● **Document section**
Whether you’re looking for a good nursing home or other care facilities for a parent or other elderly family member or you already have a loved one in a facility, it’s crucial to know about elopement.
Elopement in this context has nothing to do with marriage. It occurs when a person who is impaired by dementia and/or medications or other factors leaves a care facility without anyone noticing.
The difference between elopement and wandering
Sometimes people confuse elopement with “wandering.” However, they are different behaviors. A resident who wanders is still somewhere in the facility or at least on the grounds, but – at least for a time – they can’t be located. Like elopement, wandering can be dangerous. They can fall, ingest a toxic substance they think is food or drink or otherwise suffer harm. However, it’s typically easier to find them than if they somehow got off the property.
Nursing home care professionals note that wandering isn’t as “purpose-driven” as elopement. Residents who elope may think they’re going home or may just be determined to get out of the facility. Elopement is more likely to occur in a person’s early days in a facility.

● **Information provided**
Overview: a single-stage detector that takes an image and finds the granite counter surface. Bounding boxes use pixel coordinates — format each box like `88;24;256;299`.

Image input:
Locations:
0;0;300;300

● **Brief 1**
Reproduce the elopement article between "Nursing home care" and "in a facility.", inclusive.
● **Brief 2**
Could you condense the paragraph of the elopement article that begins "Sometimes people confuse elopement" into a short bulleted list, keeping its main facts?
Rely only on the elopement article for what follows.

● **Problem solution 1**
Nursing home care professionals note that wandering isn’t as “purpose-driven” as elopement. Residents who elope may think they’re going home or may just be determined to get out of the facility. Elopement is more likely to occur in a person’s early days in a facility.

● **Problem solution 2**
- Elopement and wandering are different behaviors, though people sometimes confuse them.
- A resident who wanders is still in the facility or on its grounds but can't be located for a time.
- Wandering can be dangerous, too: the resident may fall, ingest a toxic substance they think is food or drink, or otherwise suffer harm.
- A wandering resident is typically easier to find than one who has gotten off the property.